____ DATA SHOWN

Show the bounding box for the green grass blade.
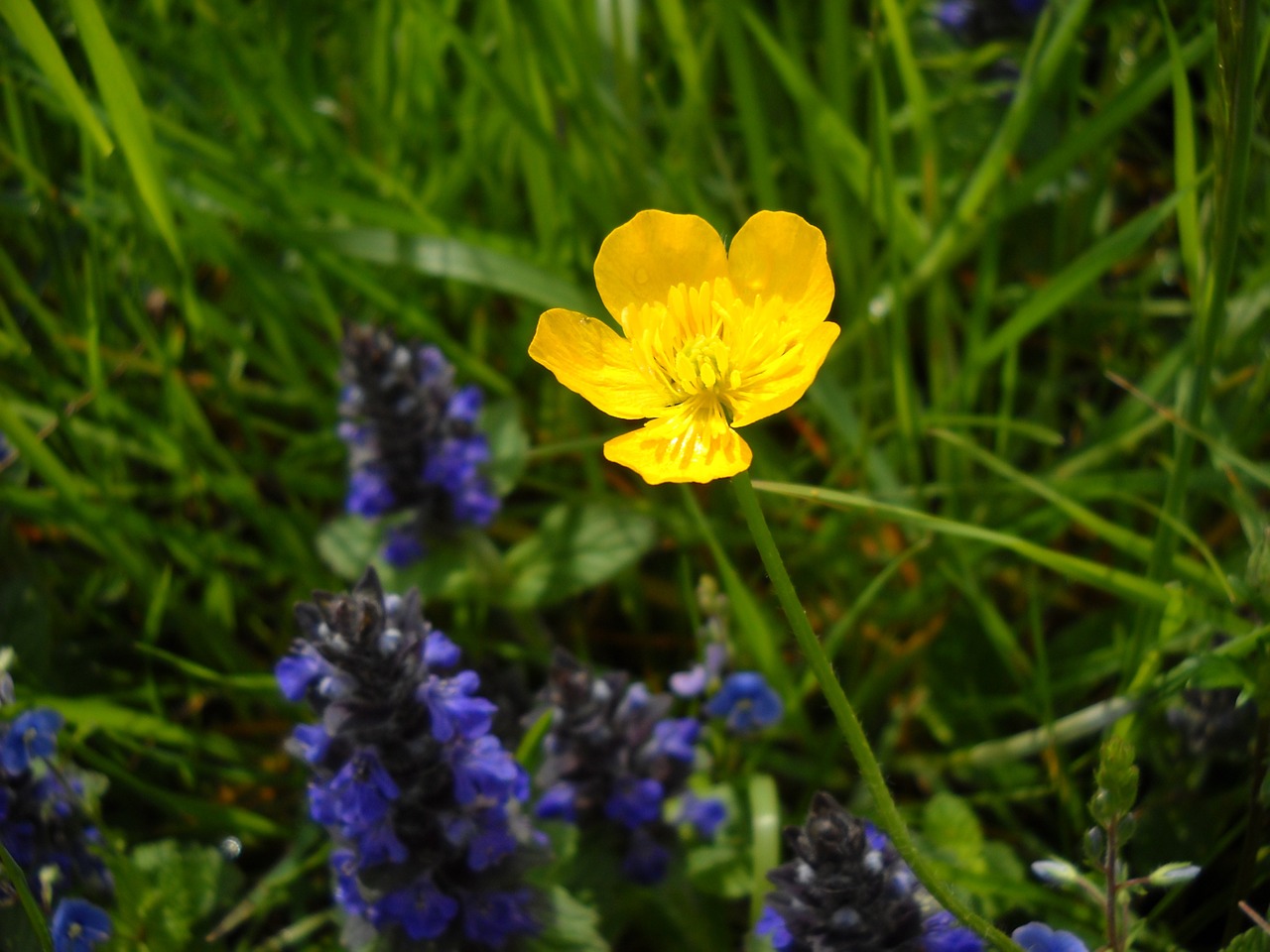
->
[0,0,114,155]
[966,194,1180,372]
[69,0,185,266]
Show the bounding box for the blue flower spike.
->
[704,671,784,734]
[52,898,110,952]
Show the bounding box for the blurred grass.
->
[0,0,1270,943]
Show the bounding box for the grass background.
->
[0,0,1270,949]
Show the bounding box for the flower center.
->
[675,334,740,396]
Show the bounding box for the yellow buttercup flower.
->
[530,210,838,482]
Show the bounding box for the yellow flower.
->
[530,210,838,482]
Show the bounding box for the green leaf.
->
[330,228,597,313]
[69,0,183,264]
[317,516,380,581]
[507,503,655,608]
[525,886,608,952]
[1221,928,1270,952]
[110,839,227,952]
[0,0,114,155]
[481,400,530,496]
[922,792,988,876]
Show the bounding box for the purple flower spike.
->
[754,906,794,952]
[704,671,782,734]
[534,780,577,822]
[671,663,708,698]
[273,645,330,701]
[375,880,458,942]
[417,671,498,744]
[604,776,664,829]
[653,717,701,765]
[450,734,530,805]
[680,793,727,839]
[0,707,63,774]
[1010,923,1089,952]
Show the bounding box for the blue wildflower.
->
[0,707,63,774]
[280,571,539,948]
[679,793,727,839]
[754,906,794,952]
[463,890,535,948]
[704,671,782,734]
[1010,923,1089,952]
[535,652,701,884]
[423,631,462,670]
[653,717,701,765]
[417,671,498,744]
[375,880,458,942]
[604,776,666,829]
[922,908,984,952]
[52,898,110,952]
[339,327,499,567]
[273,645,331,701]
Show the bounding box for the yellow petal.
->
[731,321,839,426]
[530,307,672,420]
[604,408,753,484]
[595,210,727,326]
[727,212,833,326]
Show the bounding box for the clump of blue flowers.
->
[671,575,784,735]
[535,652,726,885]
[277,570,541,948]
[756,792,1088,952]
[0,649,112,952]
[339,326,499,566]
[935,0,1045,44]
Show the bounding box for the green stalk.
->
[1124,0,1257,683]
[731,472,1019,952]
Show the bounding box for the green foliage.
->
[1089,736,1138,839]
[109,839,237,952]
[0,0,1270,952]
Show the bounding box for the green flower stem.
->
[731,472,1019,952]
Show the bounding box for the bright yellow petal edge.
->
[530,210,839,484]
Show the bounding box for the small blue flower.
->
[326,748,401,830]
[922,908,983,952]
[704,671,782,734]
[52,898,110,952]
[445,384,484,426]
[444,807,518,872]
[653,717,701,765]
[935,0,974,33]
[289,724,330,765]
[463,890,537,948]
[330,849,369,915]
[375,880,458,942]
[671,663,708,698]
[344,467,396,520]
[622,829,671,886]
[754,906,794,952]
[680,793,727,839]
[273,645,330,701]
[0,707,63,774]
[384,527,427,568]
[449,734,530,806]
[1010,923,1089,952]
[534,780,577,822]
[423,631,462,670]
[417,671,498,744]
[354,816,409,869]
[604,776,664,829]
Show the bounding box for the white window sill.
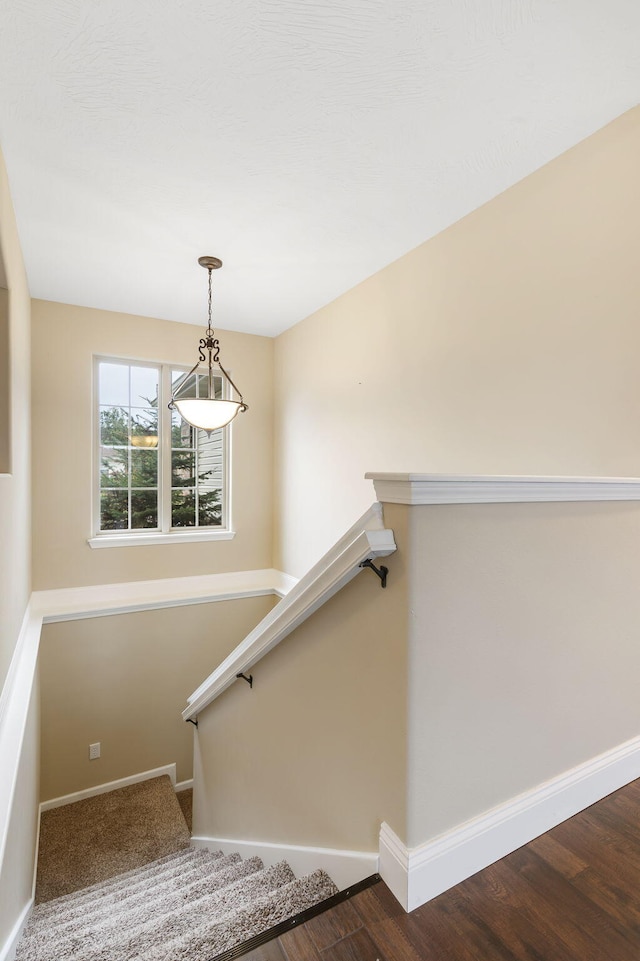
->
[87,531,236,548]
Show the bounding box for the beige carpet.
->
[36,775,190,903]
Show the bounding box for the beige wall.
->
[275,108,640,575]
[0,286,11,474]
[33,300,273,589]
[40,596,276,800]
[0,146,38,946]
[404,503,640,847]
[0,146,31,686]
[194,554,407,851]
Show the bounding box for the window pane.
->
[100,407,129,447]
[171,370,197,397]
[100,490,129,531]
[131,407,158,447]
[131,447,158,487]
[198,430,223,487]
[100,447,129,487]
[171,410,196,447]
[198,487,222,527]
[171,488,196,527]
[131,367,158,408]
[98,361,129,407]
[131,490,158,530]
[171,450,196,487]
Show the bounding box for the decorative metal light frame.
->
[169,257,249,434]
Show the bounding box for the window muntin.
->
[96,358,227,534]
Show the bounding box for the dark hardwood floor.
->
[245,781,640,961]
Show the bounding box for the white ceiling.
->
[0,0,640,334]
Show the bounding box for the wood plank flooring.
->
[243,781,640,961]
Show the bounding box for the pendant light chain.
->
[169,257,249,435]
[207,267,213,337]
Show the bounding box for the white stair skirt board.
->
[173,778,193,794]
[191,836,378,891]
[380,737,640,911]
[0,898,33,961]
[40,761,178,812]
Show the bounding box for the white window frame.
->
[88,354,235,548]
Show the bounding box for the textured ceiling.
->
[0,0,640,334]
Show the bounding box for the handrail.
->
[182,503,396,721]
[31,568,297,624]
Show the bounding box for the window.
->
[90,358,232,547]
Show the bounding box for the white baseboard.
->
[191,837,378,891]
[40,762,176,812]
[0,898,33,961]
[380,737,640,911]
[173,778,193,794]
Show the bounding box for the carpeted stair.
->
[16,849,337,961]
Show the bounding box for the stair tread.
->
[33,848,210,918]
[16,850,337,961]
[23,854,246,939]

________
____ DATA SHOWN

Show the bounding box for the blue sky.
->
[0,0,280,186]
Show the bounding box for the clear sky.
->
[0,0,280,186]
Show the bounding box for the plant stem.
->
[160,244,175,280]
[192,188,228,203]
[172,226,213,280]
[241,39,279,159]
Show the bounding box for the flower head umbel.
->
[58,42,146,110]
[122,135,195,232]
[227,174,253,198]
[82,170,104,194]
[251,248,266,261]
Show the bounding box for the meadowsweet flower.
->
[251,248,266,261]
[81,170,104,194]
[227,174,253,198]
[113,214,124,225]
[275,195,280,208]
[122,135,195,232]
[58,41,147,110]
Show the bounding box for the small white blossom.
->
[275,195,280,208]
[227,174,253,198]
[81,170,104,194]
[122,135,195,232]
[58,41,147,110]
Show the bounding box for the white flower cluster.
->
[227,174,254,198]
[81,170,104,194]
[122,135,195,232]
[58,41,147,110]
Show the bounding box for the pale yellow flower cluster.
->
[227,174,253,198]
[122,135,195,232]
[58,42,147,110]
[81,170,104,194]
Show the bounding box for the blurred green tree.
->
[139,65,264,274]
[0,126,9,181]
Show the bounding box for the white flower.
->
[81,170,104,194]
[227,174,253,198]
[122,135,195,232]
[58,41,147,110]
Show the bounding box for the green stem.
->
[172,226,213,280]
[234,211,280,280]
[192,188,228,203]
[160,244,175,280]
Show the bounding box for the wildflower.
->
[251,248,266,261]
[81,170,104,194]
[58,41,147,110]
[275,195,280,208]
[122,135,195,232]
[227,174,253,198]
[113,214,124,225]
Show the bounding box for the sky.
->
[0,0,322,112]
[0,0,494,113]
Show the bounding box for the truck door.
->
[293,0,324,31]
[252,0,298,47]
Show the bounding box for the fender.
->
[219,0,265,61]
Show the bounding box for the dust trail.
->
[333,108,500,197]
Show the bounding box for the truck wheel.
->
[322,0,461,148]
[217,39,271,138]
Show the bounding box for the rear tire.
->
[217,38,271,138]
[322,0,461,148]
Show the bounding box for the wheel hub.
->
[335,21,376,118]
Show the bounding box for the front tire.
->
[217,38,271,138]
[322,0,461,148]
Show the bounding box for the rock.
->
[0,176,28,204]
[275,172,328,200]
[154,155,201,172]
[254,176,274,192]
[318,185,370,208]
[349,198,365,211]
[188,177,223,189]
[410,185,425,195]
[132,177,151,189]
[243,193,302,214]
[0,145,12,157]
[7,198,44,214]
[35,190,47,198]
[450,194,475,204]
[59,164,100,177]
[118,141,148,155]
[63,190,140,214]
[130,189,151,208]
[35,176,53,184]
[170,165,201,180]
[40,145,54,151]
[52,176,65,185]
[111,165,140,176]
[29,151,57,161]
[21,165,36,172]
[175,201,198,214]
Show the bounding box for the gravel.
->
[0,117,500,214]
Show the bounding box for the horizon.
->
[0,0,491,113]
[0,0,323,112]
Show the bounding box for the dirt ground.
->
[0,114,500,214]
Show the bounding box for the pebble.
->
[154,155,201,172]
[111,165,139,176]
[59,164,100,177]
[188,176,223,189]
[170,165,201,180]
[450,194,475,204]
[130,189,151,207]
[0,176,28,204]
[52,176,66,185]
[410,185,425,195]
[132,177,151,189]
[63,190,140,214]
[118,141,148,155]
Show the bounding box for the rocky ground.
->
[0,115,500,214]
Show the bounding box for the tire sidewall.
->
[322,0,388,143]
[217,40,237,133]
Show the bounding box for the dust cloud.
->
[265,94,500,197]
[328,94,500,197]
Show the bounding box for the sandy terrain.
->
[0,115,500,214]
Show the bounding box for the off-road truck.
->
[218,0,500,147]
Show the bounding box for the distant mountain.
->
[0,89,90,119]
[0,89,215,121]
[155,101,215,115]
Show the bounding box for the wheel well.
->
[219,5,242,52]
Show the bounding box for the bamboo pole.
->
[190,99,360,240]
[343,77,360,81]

________

__OBJECTIVE__: Present everything in the listing from the line containing "Show the bounding box for the white stair" down to the line containing "[23,854,246,939]", including both of those lines, as a numbered list with blank lines omitted.

__SOLUTION TO THE PROBLEM__:
1. Show the bounding box for the white stair skirt board.
2. ->
3. [173,778,193,794]
4. [191,836,378,891]
5. [380,737,640,911]
6. [0,898,33,961]
7. [40,761,178,812]
8. Show the bounding box for the white window frame.
9. ->
10. [88,354,235,548]
11. Show the bounding box for the textured ceiling.
12. ->
13. [0,0,640,334]
14. Show the bounding box for the handrail.
15. ->
16. [182,503,396,721]
17. [31,568,297,624]
18. Show the bounding box for the window.
19. ->
20. [90,358,232,547]
21. Show the bounding box for the white baseboard.
22. ->
23. [191,837,378,891]
24. [40,762,176,812]
25. [0,898,33,961]
26. [380,737,640,911]
27. [173,778,193,794]
28. Show the bounding box for the carpeted stair.
29. ->
30. [16,849,337,961]
31. Show the bounding box for the stair tread.
32. ->
33. [33,848,210,918]
34. [16,850,337,961]
35. [23,854,246,939]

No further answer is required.